**STATED PROBLEM:** Arrange the lines of the listing below as a Markdown table with the columns Row and Line, running from the line with "Scan the image above and detect kitchen background." to the line with "[193,21,343,194]", both ends included. Number each row and leave out any blank lines.

**DATASET RECORDS:**
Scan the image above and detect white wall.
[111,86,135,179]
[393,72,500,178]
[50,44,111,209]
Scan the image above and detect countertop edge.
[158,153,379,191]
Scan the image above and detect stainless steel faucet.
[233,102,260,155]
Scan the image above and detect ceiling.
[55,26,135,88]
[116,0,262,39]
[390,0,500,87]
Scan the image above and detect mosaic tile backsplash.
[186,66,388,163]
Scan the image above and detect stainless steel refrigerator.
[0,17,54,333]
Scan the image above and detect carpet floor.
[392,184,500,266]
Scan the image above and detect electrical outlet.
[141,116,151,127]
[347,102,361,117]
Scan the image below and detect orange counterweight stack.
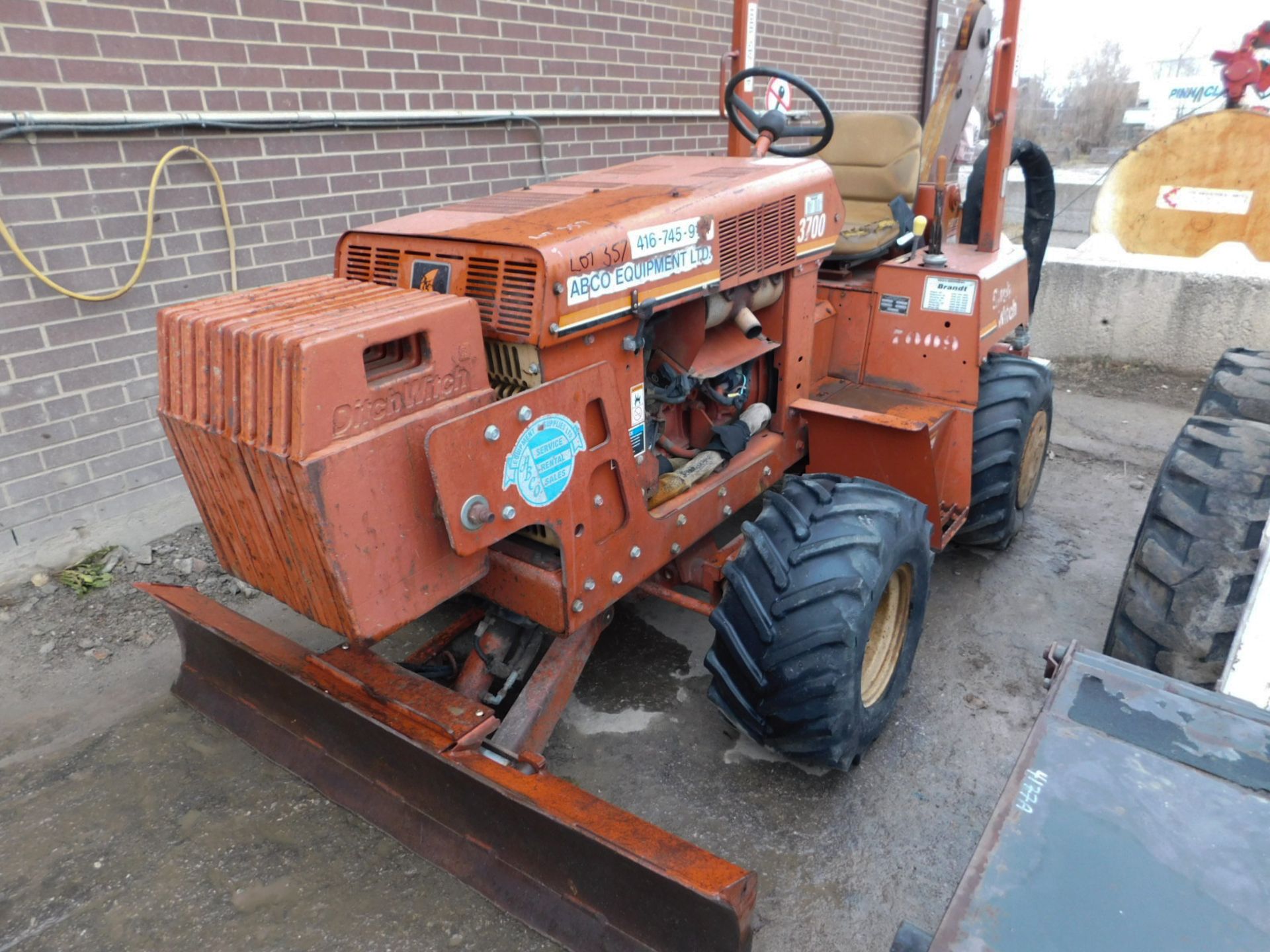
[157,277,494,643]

...

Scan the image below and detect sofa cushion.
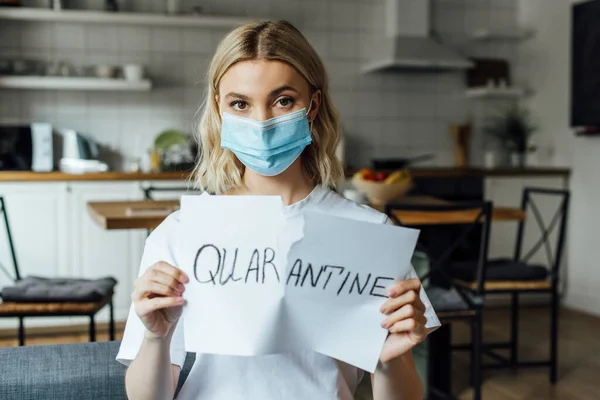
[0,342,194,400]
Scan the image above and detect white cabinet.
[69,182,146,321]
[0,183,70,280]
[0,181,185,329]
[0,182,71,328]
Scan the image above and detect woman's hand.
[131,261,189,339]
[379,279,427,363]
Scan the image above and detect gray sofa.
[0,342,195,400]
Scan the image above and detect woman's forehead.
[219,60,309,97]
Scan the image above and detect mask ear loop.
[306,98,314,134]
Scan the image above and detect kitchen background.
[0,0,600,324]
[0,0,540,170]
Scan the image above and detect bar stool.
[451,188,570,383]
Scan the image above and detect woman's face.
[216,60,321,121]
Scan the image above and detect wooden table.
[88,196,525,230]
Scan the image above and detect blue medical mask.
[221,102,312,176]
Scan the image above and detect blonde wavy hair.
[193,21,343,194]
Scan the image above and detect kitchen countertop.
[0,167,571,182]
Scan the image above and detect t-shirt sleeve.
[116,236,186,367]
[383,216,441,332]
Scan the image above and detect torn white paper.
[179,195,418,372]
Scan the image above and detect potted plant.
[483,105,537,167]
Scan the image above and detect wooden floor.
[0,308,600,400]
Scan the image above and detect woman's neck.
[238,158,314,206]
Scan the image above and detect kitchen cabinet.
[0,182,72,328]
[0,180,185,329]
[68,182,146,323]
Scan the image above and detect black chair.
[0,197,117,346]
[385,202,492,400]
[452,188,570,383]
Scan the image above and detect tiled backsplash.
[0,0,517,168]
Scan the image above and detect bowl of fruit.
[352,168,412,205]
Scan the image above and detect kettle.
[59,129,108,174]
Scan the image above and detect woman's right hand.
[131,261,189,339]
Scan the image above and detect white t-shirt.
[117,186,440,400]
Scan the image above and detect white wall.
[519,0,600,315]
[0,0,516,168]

**WRITTEN RESPONSE:**
| Row | Line |
|---|---|
| 1 | Scan the image above and detect kitchen background. |
| 2 | [0,0,600,324] |
| 3 | [0,0,540,170] |
| 4 | Scan the image above and detect bar stool. |
| 5 | [451,188,570,383] |
| 6 | Scan the image above and detect woman's face. |
| 7 | [216,60,321,121] |
| 8 | Scan the image above and detect wooden table. |
| 9 | [88,196,525,230] |
| 10 | Scan the image above and detect blue medical mask. |
| 11 | [221,102,312,176] |
| 12 | Scan the image above and detect blonde wavy hair. |
| 13 | [193,21,343,194] |